During his 27-year rule, he gave critical support to armed African nationalist groups that won independence for neighbouring countries including Angola, Mozambique, Namibia, South Africa and Zimbabwe.

Outgoing and ebullient, Kaunda lobbied with Western leaders to support majority rule in southern Africa. Famously, he danced with then British Prime Minister Margaret Thatcher at a Commonwealth summit in Zambia in 1979. Although he implored her to impose sanctions on apartheid South Africa, Thatcher remained a steadfast opponent of those restrictions.

Kaunda was a school teacher who became a fiery African nationalist, his country’s first president and fierce advocate of majority rule across Africa. Although he eventually ruled over a one-party state and became authoritarian, Kaunda agreed to return Zambia to multi-party politics and peacefully stepped down from power when he lost elections in 1991. His acceptance of that defeat is widely credited as being crucial in setting Zambia on a path to multi-party democracy.

In Zambia’s heady first years of independence, Kaunda rapidly expanded the country’s education system, establishing primary schools in urban and rural areas and providing all students with books and meals. His Government established a university and medical school. Kaunda also expanded Zambia’s health system to serve the black majority.

Above all, Kaunda played a key role in the struggle against white racist rule in the neighbouring country that was then known as Rhodesia and in South Africa. He allowed Zambia to be used as a base for the underground Zimbabwean nationalist groups and South Africa’s outlawed African National Congress.

Genial and persuasive, Kaunda gained respect as a negotiator pressing the case for African nationalism with Western leaders.

Kaunda ultimately conducted negotiations with the South African Government, despite domestic opposition, that is credited with helping to bring the apartheid regime to release Nelson Mandela and to allow the African National Congress to operate legally.

He remained lifelong friends with Mandela after the anti-apartheid leader’s release from prison, quipping that they shared the same bond of 27 years — him as Zambia’s president and Mandela in jail.

Even though Zambia was not spared occasionally violent political strife, Kaunda managed to foster peaceful coexistence between Zambia’s 73 ethnic groups.

Kaunda was born in April 1924, the youngest of eight children to a Church of Scotland missionary and teacher. He followed his father’s footsteps into teaching and cut his political teeth in the early 1950s with the Northern Rhodesian African National Congress.

He was imprisoned briefly in 1955 and again in 1959 and upon his release became president of the newly formed United National Independence Party. When Northern Rhodesia became independent from Britain, Kaunda won the first general election in 1964 and became the first president of renamed Zambia.

INPUT DATA:
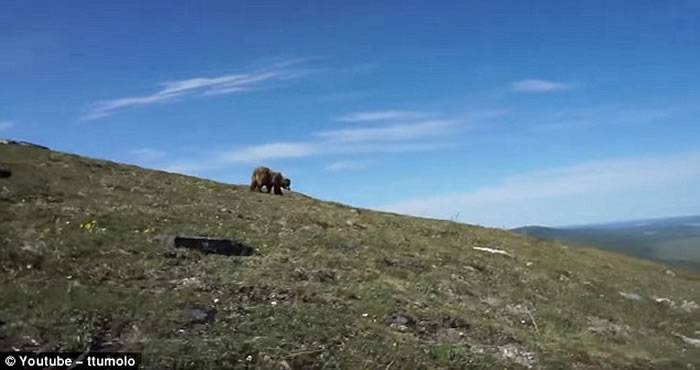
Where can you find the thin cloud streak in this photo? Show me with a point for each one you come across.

WORK INSTRUCTION A: In the text about Kaunda, how many ethnic groups does Zambia have?
WORK INSTRUCTION B: Please explain, using the text about Kaunda, why his peaceful exit from power after losing the 1991 elections mattered for Zambia.

ANSWER AREA A: Zambia has 73 ethnic groups.

ANSWER AREA B: His acceptance of that defeat is widely credited as crucial in setting Zambia on a path to multi-party democracy. He had agreed to return the country to multi-party politics after ruling over a one-party state.